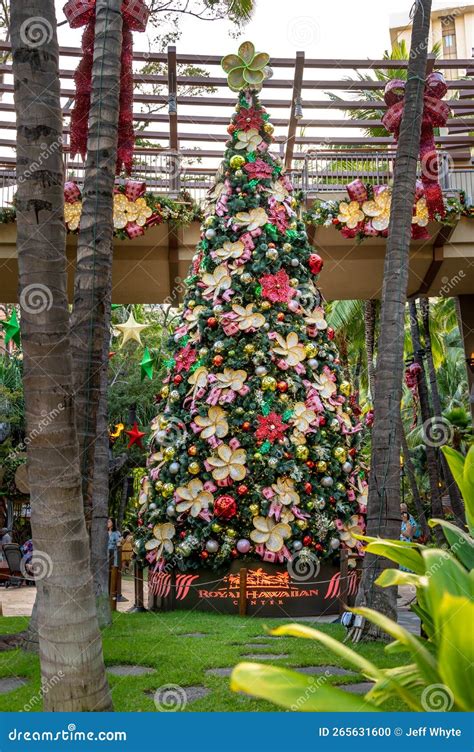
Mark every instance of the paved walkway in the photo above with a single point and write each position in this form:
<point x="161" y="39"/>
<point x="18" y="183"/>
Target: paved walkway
<point x="19" y="602"/>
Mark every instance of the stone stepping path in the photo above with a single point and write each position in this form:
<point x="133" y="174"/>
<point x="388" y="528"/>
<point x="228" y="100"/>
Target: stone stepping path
<point x="357" y="689"/>
<point x="265" y="656"/>
<point x="192" y="693"/>
<point x="128" y="670"/>
<point x="9" y="683"/>
<point x="332" y="670"/>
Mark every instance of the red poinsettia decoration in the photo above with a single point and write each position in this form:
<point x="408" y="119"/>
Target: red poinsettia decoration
<point x="276" y="287"/>
<point x="258" y="170"/>
<point x="185" y="358"/>
<point x="270" y="427"/>
<point x="248" y="118"/>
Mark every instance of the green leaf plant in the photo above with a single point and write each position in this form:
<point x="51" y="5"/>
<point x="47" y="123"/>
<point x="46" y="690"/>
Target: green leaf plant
<point x="438" y="676"/>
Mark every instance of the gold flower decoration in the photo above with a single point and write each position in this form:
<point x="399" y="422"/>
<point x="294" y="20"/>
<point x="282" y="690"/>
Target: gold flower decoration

---

■ Your task
All the lines above are to be reproduced exactly, except the pictures.

■ Completed exercise
Mark every instance of the paved walkway in the photo above with a single point and write each position in this form:
<point x="161" y="39"/>
<point x="18" y="183"/>
Target: paved walkway
<point x="19" y="602"/>
Mark every instance of the stone stepping path in the photo above with a single point and write each position in this form:
<point x="133" y="174"/>
<point x="388" y="528"/>
<point x="228" y="100"/>
Target: stone stepping path
<point x="357" y="689"/>
<point x="265" y="656"/>
<point x="192" y="693"/>
<point x="128" y="670"/>
<point x="9" y="683"/>
<point x="332" y="670"/>
Mark every instance of the red poinsettia decoration in the photo above with a single point and write each position in this form:
<point x="408" y="119"/>
Target: red poinsettia decoration
<point x="276" y="287"/>
<point x="258" y="170"/>
<point x="185" y="358"/>
<point x="270" y="427"/>
<point x="248" y="118"/>
Mark every instance of the green leaf plant in the photo above with a single point and write each position in this form:
<point x="51" y="5"/>
<point x="47" y="123"/>
<point x="46" y="690"/>
Target: green leaf plant
<point x="438" y="676"/>
Mark every instance of the gold flower decoration in the photo above with a single point and write each position in this form:
<point x="399" y="422"/>
<point x="294" y="20"/>
<point x="282" y="690"/>
Target: gold flower decoration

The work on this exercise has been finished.